### AIM OF THE EXERCISE
Reproduce verbatim the lines of the items below, beginning with the line that contains "Where can you see the tire" and ending with the line that contains "<point>144,139</point>", both of those lines included.

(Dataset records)
BEGIN

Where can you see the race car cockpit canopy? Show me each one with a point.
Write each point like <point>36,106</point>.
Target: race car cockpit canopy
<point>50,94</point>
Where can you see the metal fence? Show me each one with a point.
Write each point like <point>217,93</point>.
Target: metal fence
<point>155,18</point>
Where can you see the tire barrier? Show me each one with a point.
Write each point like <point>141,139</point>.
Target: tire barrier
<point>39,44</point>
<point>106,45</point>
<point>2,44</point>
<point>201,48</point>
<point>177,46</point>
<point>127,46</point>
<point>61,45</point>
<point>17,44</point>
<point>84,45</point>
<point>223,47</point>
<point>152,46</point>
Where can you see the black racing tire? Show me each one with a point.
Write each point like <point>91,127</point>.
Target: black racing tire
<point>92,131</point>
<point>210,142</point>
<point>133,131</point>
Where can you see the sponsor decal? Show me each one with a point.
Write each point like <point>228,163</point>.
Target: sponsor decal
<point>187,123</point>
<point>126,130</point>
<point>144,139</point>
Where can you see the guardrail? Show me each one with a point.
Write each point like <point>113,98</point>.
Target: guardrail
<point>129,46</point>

END

### TASK RESULT
Where can you see the tire barrier? Show me each one with a point.
Write each point like <point>141,139</point>.
Target: tire barrier
<point>39,44</point>
<point>106,45</point>
<point>2,44</point>
<point>201,48</point>
<point>177,46</point>
<point>127,46</point>
<point>61,45</point>
<point>17,44</point>
<point>84,45</point>
<point>223,47</point>
<point>152,46</point>
Where can you see the black racing tire? Show me each one with a point.
Write each point like <point>91,127</point>.
Target: black racing tire
<point>92,131</point>
<point>210,142</point>
<point>133,131</point>
Where can you see the sponsor decal? Show me each one with a point.
Write each point like <point>228,163</point>.
Target: sponsor decal
<point>187,123</point>
<point>126,130</point>
<point>144,139</point>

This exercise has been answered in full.